» EXERCISE OBJECTIVE:
Copy out all of the material below line for line, changing nothing.

» SOURCE MATERIAL:
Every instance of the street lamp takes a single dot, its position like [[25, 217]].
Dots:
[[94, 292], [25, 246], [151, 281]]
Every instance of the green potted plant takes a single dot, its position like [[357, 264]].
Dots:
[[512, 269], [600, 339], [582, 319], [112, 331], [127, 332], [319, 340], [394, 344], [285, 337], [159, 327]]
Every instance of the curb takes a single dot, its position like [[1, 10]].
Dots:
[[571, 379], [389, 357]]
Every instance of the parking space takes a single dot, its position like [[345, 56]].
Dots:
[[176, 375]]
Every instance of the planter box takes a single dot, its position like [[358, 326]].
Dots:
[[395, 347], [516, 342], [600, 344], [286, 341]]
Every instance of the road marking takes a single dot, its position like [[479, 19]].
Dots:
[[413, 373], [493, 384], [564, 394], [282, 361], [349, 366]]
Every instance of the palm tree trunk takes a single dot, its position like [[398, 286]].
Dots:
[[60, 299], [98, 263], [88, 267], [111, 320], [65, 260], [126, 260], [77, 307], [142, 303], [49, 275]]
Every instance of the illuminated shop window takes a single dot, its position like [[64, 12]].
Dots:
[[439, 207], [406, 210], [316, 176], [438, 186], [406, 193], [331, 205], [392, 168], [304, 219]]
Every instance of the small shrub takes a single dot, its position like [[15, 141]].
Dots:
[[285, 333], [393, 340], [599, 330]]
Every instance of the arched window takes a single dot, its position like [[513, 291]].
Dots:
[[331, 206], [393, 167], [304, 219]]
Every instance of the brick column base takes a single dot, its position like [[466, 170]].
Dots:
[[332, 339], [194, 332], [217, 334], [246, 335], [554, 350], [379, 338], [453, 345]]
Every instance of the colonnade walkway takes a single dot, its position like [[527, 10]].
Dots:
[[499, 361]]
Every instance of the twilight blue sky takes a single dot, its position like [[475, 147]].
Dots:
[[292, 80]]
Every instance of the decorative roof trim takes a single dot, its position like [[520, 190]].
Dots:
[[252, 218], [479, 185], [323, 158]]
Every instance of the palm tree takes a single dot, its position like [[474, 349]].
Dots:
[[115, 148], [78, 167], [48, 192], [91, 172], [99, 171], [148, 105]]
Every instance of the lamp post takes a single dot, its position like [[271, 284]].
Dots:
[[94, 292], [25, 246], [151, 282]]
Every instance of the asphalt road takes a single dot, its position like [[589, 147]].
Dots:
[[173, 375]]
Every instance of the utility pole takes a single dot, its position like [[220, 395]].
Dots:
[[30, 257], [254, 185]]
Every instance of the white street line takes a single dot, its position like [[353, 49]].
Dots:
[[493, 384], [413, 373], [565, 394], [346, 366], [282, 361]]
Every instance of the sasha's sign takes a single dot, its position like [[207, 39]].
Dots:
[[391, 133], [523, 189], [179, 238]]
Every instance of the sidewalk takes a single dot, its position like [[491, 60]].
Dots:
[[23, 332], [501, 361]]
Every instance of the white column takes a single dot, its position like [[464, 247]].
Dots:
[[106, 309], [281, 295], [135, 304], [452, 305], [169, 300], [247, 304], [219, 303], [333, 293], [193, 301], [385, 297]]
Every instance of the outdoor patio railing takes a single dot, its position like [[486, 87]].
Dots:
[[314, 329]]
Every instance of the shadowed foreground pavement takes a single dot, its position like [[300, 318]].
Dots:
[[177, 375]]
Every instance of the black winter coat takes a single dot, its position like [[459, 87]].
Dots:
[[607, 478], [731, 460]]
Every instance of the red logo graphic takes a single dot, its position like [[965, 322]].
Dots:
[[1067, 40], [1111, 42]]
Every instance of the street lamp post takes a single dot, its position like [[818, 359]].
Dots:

» SOLUTION FOR THIS EXERCISE:
Every instance of the street lamp takes a single dot, its position like [[25, 217]].
Dots:
[[94, 292], [25, 246], [151, 281]]
Every instance of the green potted plant takes a single dot, its position like [[357, 264]].
Dots:
[[512, 269], [600, 339], [582, 319], [112, 331], [127, 332], [319, 340], [394, 344], [285, 337], [159, 327]]
Every instance of the curb takes a single dot, its position like [[1, 10]].
Dots:
[[571, 379], [389, 357]]
Every instance of the parking space takes a single dot, its position like [[345, 56]].
Dots:
[[176, 375]]
Every instance of the planter box takes a single dot, its position like [[358, 326]].
Dots:
[[395, 347], [516, 342], [600, 344], [286, 341]]
Every instance of the road marking takes a single dot, its position like [[479, 19]].
Dots:
[[413, 373], [493, 384], [564, 394], [282, 361], [349, 366]]
Every instance of the palm tree trunk takes a single dot, its position like [[398, 286]].
Dots:
[[60, 299], [98, 263], [88, 267], [111, 320], [65, 260], [126, 260], [77, 307], [142, 303], [49, 275]]
Every instance of the illuminated shop window takes a single dot, its position like [[64, 12]].
Dots:
[[439, 207], [406, 210], [316, 176], [438, 186], [406, 193], [331, 205], [392, 168], [304, 219]]
Every instance of the small shrub takes a single dot, its position like [[15, 141]].
Dots:
[[285, 333], [393, 340], [599, 330]]
Every instance of the arched window takes a single dot, its position like [[513, 291]].
Dots:
[[331, 206], [393, 167], [304, 219]]
Every instance of the brick column base takes a single dot, its position like [[466, 170]].
Dots:
[[332, 339], [194, 332], [217, 334], [246, 335], [554, 350], [379, 338], [453, 345]]
Every instance of the colonnade walkway takes a single dot, its position like [[527, 10]].
Dots:
[[499, 361]]
Every instance of the twilight blue sky takes a single dot, its position like [[475, 147]].
Dots:
[[292, 80]]
Every instance of the decorative roof trim takes a single dot, its position like [[520, 190]].
Dots:
[[252, 218], [479, 185], [323, 158]]
Every instance of the palm tree takes a single dot, its position like [[474, 349]].
Dots:
[[115, 148], [78, 167], [48, 192], [91, 172], [99, 171], [148, 105]]
Every instance of the lamp post takes a single dot, its position like [[271, 284]].
Dots:
[[94, 292], [25, 246], [151, 282]]
Every instance of the asphalt road takes a single dot, its position like [[589, 147]].
Dots:
[[173, 375]]
Every instance of the utility pole takes a single dot, its position like [[220, 395]].
Dots:
[[30, 257], [254, 185]]
Every instance of the white street line takes a single dot, its position like [[353, 49]].
Dots:
[[493, 384], [413, 373], [565, 394], [346, 366], [282, 361]]
Every instance of the sasha's sign takes a single dot, its position like [[207, 39]].
Dots:
[[391, 133], [523, 189], [179, 238]]
Every instance of the sidewalk takes a single dot, its position like [[491, 60]].
Dots:
[[23, 332], [501, 361]]
Every instance of the white column takes a single dot, its position like [[464, 247]].
Dots:
[[106, 309], [281, 295], [135, 304], [452, 305], [169, 300], [247, 304], [219, 303], [333, 293], [193, 301], [385, 297]]
Every instance of the outdoor patio railing takes a single dot, its position like [[486, 87]].
Dots:
[[314, 329]]
Every instance of the shadowed foreground pavement takes a single dot, its position like [[300, 318]].
Dots:
[[177, 375]]
Every instance of the black winter coat takes a single dot, its position like [[459, 87]].
Dots:
[[607, 478], [731, 460]]
Every instance of the red logo graphic takes a single dot, its position like [[965, 322]].
Dots:
[[1067, 40], [1111, 42]]
Every instance of the street lamp post takes a single dot, its position like [[818, 359]].
Dots:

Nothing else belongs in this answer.